----- SUPPLIED ENTRIES -----

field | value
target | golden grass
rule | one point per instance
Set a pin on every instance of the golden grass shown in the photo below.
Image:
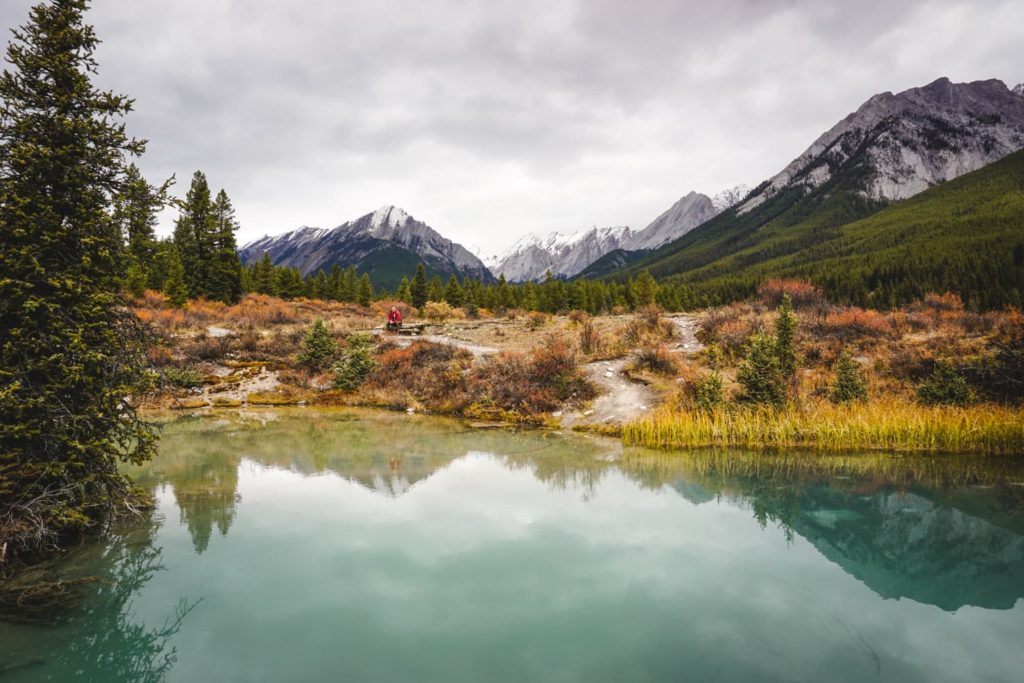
(890, 426)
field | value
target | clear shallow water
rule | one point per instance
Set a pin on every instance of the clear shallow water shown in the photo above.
(298, 546)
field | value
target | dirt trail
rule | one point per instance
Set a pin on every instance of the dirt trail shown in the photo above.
(622, 399)
(686, 326)
(475, 349)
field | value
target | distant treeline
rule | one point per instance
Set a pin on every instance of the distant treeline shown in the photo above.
(875, 263)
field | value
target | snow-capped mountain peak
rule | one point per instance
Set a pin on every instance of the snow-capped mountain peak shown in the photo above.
(386, 233)
(388, 217)
(564, 255)
(906, 142)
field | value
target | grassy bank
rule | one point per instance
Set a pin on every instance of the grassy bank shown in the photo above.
(886, 425)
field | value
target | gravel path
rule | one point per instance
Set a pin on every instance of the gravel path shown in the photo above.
(622, 399)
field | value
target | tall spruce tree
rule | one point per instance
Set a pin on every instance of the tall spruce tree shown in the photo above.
(135, 208)
(70, 354)
(194, 232)
(224, 282)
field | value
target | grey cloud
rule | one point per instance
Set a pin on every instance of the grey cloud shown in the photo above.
(488, 119)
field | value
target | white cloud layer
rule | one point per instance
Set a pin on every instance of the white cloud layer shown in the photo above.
(491, 119)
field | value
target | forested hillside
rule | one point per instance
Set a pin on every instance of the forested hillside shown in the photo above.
(966, 236)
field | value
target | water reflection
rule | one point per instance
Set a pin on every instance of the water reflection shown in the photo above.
(369, 546)
(100, 639)
(937, 530)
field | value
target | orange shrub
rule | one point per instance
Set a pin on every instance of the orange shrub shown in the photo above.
(854, 323)
(259, 310)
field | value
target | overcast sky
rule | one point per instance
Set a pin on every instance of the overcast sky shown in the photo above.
(488, 119)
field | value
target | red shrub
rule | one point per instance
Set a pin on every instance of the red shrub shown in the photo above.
(854, 323)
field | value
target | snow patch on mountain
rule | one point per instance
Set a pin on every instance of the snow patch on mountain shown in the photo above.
(532, 256)
(910, 141)
(730, 198)
(310, 249)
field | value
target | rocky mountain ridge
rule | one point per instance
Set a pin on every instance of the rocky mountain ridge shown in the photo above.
(531, 257)
(896, 145)
(380, 243)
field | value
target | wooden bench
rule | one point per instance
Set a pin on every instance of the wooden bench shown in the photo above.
(414, 330)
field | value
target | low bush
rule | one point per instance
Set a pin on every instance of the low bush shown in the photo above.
(945, 387)
(803, 294)
(761, 374)
(853, 323)
(706, 393)
(439, 311)
(318, 347)
(848, 384)
(183, 378)
(355, 365)
(590, 339)
(536, 319)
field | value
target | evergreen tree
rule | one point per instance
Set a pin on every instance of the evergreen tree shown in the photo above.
(174, 284)
(70, 354)
(194, 236)
(761, 375)
(264, 279)
(420, 290)
(785, 338)
(135, 208)
(644, 290)
(366, 292)
(224, 282)
(318, 347)
(503, 293)
(453, 292)
(847, 382)
(135, 279)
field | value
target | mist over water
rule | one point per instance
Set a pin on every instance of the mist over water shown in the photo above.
(301, 546)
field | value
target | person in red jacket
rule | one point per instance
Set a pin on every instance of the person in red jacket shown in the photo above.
(393, 319)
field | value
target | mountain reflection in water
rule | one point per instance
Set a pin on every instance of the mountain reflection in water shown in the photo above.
(945, 534)
(305, 545)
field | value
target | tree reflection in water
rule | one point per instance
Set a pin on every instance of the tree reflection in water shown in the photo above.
(100, 638)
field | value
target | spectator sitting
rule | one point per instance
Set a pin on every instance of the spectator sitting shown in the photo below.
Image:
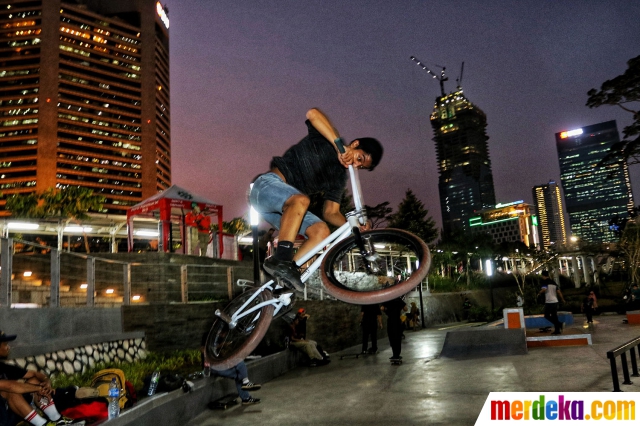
(19, 404)
(297, 339)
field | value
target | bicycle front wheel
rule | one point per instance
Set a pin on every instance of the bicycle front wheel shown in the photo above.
(402, 262)
(226, 346)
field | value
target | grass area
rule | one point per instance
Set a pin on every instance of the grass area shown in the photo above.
(181, 362)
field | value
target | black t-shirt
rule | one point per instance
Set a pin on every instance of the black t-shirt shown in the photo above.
(312, 166)
(393, 309)
(11, 372)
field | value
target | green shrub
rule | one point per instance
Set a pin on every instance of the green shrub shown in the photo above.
(180, 362)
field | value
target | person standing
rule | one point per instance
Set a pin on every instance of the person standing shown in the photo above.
(393, 309)
(551, 293)
(370, 321)
(589, 306)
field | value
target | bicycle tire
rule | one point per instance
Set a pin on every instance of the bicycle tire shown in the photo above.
(225, 348)
(345, 277)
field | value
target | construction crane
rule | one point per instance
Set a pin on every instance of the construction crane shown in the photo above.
(442, 78)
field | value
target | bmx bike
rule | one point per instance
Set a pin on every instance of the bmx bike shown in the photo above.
(358, 267)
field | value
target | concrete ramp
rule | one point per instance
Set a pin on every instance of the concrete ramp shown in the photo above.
(481, 343)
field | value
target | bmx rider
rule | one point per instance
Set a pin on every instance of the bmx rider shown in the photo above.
(312, 166)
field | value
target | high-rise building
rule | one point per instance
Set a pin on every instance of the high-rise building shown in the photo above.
(551, 226)
(594, 193)
(465, 180)
(508, 222)
(84, 98)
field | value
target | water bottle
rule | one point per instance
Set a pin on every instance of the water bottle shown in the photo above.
(114, 399)
(153, 384)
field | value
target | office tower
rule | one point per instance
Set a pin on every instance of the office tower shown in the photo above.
(507, 222)
(84, 98)
(593, 193)
(551, 227)
(465, 183)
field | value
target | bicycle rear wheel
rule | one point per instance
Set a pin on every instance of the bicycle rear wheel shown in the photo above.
(226, 347)
(403, 262)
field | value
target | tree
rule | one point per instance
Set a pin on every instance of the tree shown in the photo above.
(378, 215)
(236, 226)
(412, 216)
(630, 246)
(70, 202)
(622, 91)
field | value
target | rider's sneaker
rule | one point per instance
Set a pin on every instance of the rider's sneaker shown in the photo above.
(251, 386)
(284, 270)
(250, 401)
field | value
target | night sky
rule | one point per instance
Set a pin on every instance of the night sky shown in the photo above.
(243, 75)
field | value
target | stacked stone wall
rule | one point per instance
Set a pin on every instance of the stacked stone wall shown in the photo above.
(80, 359)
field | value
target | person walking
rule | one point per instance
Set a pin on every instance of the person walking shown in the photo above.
(370, 321)
(551, 293)
(589, 306)
(393, 309)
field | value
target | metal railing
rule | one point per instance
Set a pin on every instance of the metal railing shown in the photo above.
(36, 275)
(621, 351)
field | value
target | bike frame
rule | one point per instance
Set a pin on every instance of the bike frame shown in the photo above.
(355, 219)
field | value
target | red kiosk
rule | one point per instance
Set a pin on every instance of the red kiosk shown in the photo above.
(171, 205)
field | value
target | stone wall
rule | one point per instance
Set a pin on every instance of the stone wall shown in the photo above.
(79, 359)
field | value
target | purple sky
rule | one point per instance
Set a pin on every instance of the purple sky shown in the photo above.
(243, 75)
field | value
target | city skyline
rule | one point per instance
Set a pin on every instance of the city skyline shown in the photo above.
(240, 91)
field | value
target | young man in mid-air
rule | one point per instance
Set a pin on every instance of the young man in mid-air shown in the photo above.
(312, 166)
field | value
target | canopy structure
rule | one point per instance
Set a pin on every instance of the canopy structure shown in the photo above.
(171, 205)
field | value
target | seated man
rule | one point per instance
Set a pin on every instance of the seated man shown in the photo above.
(297, 339)
(19, 405)
(238, 373)
(312, 166)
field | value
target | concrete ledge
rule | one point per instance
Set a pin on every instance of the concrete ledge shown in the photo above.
(178, 408)
(482, 343)
(555, 341)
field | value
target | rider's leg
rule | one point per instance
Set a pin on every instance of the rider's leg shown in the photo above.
(315, 234)
(293, 212)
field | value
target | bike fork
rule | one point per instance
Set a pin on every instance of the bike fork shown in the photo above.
(367, 250)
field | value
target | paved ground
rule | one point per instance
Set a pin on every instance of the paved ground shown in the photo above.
(425, 389)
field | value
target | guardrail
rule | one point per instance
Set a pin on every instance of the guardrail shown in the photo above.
(35, 275)
(621, 351)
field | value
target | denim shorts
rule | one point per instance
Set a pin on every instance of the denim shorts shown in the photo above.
(268, 195)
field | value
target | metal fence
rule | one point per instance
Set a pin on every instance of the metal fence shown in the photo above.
(34, 275)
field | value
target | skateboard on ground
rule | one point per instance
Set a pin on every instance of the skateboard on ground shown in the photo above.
(359, 354)
(224, 402)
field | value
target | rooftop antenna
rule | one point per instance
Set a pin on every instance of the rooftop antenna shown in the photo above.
(442, 78)
(459, 79)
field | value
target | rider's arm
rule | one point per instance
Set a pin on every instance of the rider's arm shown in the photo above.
(322, 124)
(331, 213)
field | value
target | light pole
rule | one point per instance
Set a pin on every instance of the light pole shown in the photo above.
(254, 220)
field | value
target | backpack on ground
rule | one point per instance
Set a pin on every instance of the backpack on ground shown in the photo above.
(102, 379)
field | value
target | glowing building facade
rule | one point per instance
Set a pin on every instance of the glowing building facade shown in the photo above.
(551, 224)
(84, 98)
(465, 180)
(508, 222)
(594, 194)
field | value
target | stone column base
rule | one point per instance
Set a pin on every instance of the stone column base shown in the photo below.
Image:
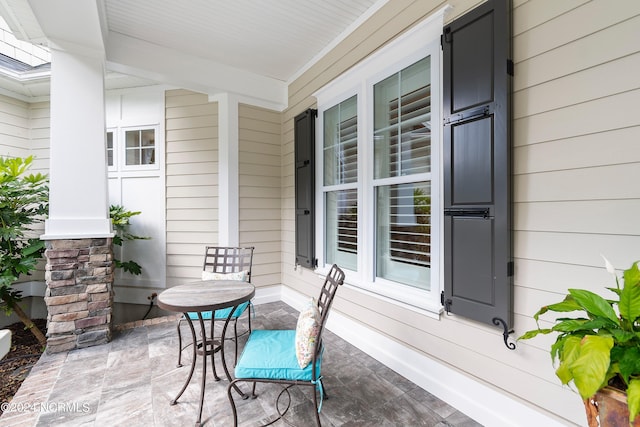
(79, 295)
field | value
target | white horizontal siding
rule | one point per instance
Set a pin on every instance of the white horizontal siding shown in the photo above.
(191, 180)
(260, 190)
(576, 154)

-----

*TASK DIRECTIONS*: Count the lines in the entries above that contain the string "rear", where case counts. Give only the number.

*WRITTEN REPLY*: 2